> _WORK REQUIRED_
Please give the listing again in its entirety, exactly as written.

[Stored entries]
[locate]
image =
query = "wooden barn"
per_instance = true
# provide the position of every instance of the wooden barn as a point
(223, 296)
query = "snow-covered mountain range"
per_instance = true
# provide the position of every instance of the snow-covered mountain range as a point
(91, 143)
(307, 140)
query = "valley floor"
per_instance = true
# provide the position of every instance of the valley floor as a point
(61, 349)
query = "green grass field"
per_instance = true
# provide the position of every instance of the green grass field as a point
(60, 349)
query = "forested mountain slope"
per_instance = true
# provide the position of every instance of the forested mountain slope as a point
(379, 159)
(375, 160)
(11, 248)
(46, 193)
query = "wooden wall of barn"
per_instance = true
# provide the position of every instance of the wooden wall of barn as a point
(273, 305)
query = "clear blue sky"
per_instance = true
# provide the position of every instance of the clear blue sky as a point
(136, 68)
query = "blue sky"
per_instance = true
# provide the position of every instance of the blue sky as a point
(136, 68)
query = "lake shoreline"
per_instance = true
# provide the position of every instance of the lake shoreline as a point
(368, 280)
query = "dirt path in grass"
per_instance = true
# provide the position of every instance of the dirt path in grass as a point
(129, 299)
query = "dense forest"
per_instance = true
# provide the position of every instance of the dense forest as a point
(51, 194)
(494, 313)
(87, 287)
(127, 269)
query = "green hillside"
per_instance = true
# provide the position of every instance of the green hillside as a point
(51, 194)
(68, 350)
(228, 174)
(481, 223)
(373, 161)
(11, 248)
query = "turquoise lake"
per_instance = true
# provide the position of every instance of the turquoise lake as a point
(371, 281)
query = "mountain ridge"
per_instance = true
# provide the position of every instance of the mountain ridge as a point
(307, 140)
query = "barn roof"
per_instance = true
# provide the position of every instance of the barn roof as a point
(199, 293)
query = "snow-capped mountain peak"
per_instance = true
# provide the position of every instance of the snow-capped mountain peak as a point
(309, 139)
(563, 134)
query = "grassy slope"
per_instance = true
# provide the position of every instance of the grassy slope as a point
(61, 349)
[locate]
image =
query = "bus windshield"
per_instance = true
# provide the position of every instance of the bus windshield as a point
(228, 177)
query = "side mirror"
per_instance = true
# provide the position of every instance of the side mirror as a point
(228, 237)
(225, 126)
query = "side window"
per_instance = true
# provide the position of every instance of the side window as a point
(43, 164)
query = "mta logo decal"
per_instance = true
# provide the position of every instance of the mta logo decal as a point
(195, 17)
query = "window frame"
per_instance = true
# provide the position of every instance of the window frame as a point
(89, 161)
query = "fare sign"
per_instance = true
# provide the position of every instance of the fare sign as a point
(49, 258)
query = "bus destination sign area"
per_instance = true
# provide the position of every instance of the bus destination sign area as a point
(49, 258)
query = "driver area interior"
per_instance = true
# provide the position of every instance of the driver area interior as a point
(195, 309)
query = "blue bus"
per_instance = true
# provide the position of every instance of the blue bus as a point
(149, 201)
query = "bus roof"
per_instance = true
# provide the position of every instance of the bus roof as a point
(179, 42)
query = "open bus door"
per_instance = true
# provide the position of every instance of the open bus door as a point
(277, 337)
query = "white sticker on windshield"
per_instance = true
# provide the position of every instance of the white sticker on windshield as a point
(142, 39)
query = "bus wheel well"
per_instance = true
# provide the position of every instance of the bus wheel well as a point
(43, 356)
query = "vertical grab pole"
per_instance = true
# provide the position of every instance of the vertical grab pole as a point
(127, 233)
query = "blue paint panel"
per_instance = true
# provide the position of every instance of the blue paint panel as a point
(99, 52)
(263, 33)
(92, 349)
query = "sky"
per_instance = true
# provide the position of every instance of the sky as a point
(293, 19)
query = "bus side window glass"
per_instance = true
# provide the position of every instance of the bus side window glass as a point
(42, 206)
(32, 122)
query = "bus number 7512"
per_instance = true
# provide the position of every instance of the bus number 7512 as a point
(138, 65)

> _TASK ANSWER_
[locate]
image =
query = "wooden barn"
per_instance = true
# provide the position of every instance of the wooden barn as a point
(223, 296)
query = "snow-covered mountain range"
per_instance = true
# provide the position of every instance of the snow-covered mountain range as a point
(91, 143)
(307, 140)
query = "valley floor"
per_instance = true
# provide the position of every instance of the valley floor as a point
(61, 349)
query = "green grass field"
per_instance = true
# provide the position of every instance of the green grass field as a point
(60, 349)
query = "forested mountain slope"
per_instance = true
# provide the position of every instance of the forested mountain slope as a point
(379, 159)
(375, 160)
(11, 248)
(46, 193)
query = "wooden wall of barn"
per_instance = true
# provide the position of every instance of the wooden wall of barn as a point
(273, 305)
query = "clear blue sky"
per_instance = true
# provide the position of every instance of the clear blue sky as a point
(136, 68)
query = "blue sky"
per_instance = true
# provide the position of every instance of the blue sky as a point
(136, 68)
query = "lake shoreline"
per_instance = true
# provide the position of every instance of the lake shoreline as a point
(368, 280)
query = "dirt path in grass"
per_instance = true
# provide the position of every instance of the dirt path in grass as a point
(129, 299)
query = "dense forest"
per_instance = true
# provide the position of every instance of the dense forest as a point
(51, 194)
(494, 313)
(87, 287)
(127, 269)
query = "green hillside"
per_instance = true
# provide the position of every instance of the green hillside as a point
(51, 194)
(68, 350)
(228, 174)
(481, 223)
(373, 161)
(11, 248)
query = "turquoise lake"
per_instance = true
# provide the position of every instance of the turquoise lake as a point
(371, 281)
query = "mountain ridge"
per_instance = true
# provide the position of every instance of the mountain ridge as a point
(307, 140)
query = "barn roof"
per_instance = true
# provide the position of every instance of the barn roof as a point
(199, 293)
query = "snow-capped mountain peak"
per_instance = true
# provide the position of every instance of the snow-capped mountain peak as a point
(309, 139)
(563, 134)
query = "grassy slope"
per_instance = true
# provide the position of every instance of the grassy slope as a point
(61, 349)
[locate]
image =
query = "bus windshield"
per_instance = true
# provide the position of every instance of the bus windshield as a point
(228, 177)
query = "side mirror"
per_instance = true
# provide the position of every instance of the side mirror as a point
(228, 237)
(225, 126)
query = "side window"
per_instance = true
# provide the position of every instance of the side window as a point
(43, 164)
query = "mta logo decal"
per_instance = true
# provide the position of every instance of the mta logo decal as a point
(195, 17)
query = "window frame"
per_instance = true
# provide the position of every instance of the window frame as a point
(89, 161)
query = "fare sign"
per_instance = true
# provide the position of every instance of the fare sign as a point
(49, 258)
query = "bus destination sign area"
per_instance = true
# provide the position of every instance of the bus destination sign area as a point
(49, 258)
query = "driver area interior"
per_instance = true
# provide the position of every instance of the driver area interior as a point
(195, 309)
query = "blue bus"
per_instance = true
# provide the position of every instance of the blue bus as a point
(149, 201)
query = "bus roof"
per_instance = true
# provide the position of every instance of the bus roof as a point
(179, 42)
query = "open bus door"
per_instance = true
# provide the position of every instance of the open bus door as a point
(277, 337)
query = "white sticker on windshield"
per_instance = true
# provide the position of every instance of the white sticker on windshield as a point
(142, 39)
query = "bus wheel well"
per_instance = true
# provide the position of every instance of the bus wheel well as a point
(43, 356)
query = "vertical grab pole"
per_instance = true
# provide the position of every instance of the vertical grab pole as a point
(127, 233)
query = "blue paint panel"
per_instance = true
# provide the position of every instance of the blue paint panel as a point
(99, 52)
(263, 33)
(92, 349)
query = "sky"
per_instance = true
# provide the position of every instance of the sky as a point
(293, 19)
query = "bus side window glass"
per_instance = true
# provide the position of every instance of the bus side window glass as a point
(42, 206)
(32, 122)
query = "bus number 7512"
per_instance = true
# provide the position of every instance of the bus number 7512 as a point
(138, 65)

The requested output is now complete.